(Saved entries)
------------------------------

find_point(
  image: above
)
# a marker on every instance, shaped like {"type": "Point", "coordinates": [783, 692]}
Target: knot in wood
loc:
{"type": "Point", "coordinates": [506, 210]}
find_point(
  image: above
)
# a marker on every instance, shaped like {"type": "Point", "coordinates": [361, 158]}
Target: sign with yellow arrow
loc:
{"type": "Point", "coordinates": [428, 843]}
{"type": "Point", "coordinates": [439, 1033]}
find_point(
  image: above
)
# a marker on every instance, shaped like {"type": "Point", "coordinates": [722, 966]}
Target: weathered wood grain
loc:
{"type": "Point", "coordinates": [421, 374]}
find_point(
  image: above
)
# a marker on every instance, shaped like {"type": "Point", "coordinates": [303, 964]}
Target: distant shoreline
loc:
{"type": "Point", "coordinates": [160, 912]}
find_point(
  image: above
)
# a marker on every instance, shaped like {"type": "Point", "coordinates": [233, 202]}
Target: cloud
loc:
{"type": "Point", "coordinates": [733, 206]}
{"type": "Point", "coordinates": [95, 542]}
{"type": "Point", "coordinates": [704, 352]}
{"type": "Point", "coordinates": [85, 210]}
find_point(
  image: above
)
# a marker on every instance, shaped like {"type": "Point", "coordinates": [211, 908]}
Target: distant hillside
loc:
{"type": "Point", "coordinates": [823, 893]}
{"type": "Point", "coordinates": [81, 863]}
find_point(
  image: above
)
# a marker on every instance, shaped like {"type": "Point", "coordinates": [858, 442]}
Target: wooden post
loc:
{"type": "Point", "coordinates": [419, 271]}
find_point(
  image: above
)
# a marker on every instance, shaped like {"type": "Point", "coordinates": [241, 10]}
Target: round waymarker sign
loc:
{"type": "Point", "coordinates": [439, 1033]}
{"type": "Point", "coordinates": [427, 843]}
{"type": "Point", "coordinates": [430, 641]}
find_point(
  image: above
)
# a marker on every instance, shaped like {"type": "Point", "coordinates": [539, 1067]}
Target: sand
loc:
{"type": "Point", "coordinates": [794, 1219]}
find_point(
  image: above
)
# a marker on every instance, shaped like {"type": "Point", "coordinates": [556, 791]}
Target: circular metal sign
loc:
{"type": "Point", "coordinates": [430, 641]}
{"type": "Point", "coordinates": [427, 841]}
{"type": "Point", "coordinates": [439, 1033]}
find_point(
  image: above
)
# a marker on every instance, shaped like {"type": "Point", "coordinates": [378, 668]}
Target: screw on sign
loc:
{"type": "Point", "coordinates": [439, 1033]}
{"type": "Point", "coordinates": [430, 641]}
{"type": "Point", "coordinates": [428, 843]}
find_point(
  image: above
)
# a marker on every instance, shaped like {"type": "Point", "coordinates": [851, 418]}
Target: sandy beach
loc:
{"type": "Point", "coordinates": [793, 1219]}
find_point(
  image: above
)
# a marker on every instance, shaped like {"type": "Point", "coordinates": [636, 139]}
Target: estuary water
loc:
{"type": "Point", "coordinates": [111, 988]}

------------------------------

▸ **WORK TO BE COMPLETED**: The line containing "Target: sign with yellow arrow" marks the end. Please print exactly every line from the top of the data to it, both included, and nothing more.

▸ **RESULT BELOW**:
find_point(
  image: above
)
# a marker on every instance, shaped like {"type": "Point", "coordinates": [783, 692]}
Target: knot in wood
loc:
{"type": "Point", "coordinates": [506, 210]}
find_point(
  image: above
)
# a marker on every instance, shaped like {"type": "Point", "coordinates": [361, 158]}
Target: sign with yellow arrow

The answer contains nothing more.